Start of READING PASSAGE
On many devices, the ADC and the down-converter are driven by the same LO, as shown in Figure 2. Since the LO is not perfect, it will lock within an offset of the nominal frequency. In such cases, the frequencies of the clocks driving the ADC $f_{s_i}$ and the down-converter $f_{c_i}$ can be written as follows:

$$\begin{array}{cc}\hfill f_{c_i}& =f_c(1+{ϵ}_i),\hfill \\ \hfill f_{s_i}& =f_s(1+{ϵ}_i),\hfill \end{array}$$

(4)

and the drift parameter ${\beta }_i$ can be rewritten as:

$${\beta }_i=1+{ϵ}_i.$$

(5)

Hence, the ToA (1) measured by anchor i of a message sent by the target at absolute time $t_T$ becomes:

$$\begin{array}{cc}\hfill {\mathcal{T}}_i(t_T+{\tau }_i)& ={\alpha }_i+(1+{ϵ}_i)(t_T+{\tau }_i)\hfill \\ \hfill & \approx {\alpha }_i+(1+{ϵ}_i)t_T+{\tau }_i.\hfill \end{array}$$

(6)
End of READING PASSAGE
Start of INFORMATION GIVEN
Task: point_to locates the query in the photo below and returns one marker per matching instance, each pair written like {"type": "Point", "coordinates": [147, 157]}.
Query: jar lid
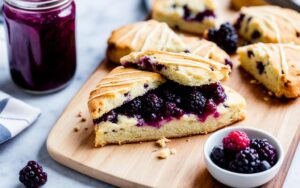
{"type": "Point", "coordinates": [37, 4]}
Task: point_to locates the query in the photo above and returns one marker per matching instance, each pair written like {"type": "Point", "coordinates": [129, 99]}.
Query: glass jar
{"type": "Point", "coordinates": [41, 43]}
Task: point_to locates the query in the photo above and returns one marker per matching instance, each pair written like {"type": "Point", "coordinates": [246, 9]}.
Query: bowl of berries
{"type": "Point", "coordinates": [243, 157]}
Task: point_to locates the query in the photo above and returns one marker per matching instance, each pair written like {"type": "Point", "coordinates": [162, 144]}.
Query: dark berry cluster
{"type": "Point", "coordinates": [240, 154]}
{"type": "Point", "coordinates": [32, 175]}
{"type": "Point", "coordinates": [170, 100]}
{"type": "Point", "coordinates": [225, 37]}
End of INFORMATION GIVEN
__PROMPT 1__.
In the passage on clock drift, what drives both the ADC and the down-converter on many devices?
__PROMPT 2__.
Go on with the passage on clock drift, starting right after equation (6).
This listing comes from a different source than the passage on clock drift.

__EXPECTED OUTPUT 1__.
The same LO drives both.

__EXPECTED OUTPUT 2__.
In the final equation, the second-order term ${ϵ}_i{\tau }_i$ is an order of magnitude smaller than the others and can therefore be neglected (${ϵ}_i$ is typically in the order of parts-per-million, i.e., 1 × 10⁻⁶, and ${\tau }_i$ is typically in the order of tens to hundreds of nanoseconds).

2.2. TDoA without Synchronization

Using this model, without any prior synchronization, the estimated TDoA between two receivers is given by:

$${\tau }_{ij}^{NS}={\mathcal{T}}_j(t_T+{\tau }_j)-{\mathcal{T}}_i(t_T+{\tau }_i)=({\alpha }_j-{\alpha }_i)+({ϵ}_j-{ϵ}_i)t_T+{\tau }_{ij}.$$

(7)

In this case, the TDoA ${\tau }_{ij}$ is tainted by a constant offset $({\alpha }_j-{\alpha }_i)$ and drifts over time with a factor $({ϵ}_j-{ϵ}_i)$.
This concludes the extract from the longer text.